EXCERPTED PASSAGE:
┌──

The Diesel Exhaust in Miners study: a cohort mortality study with emphasis on lung cancer

Abstract

Background: Current information points to an association between diesel exhaust exposure and lung cancer and other mortality outcomes, but uncertainties remain.

Methods: We undertook a cohort mortality study of 12 315 workers exposed to diesel exhaust at eight US non-metal mining facilities. Historical measurements and surrogate exposure data, along with study industrial hygiene measurements, were used to derive retrospective quantitative estimates of respirable elemental carbon (REC) exposure for each worker. Standardized mortality ratios and internally adjusted Cox proportional hazard models were used to evaluate REC exposure-associated risk. Analyses were both unlagged and lagged to exclude recent exposure such as that occurring in the 15 years directly before the date of death.

└──

YOUR TASK:
In the abstract on diesel exhaust in miners, how many workers were in the cohort mortality study?

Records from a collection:

┌──

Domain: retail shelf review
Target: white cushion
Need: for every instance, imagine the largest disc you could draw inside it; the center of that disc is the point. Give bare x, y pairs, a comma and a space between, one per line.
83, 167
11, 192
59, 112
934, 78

└──

COMPLETED TASK:
12 315 workers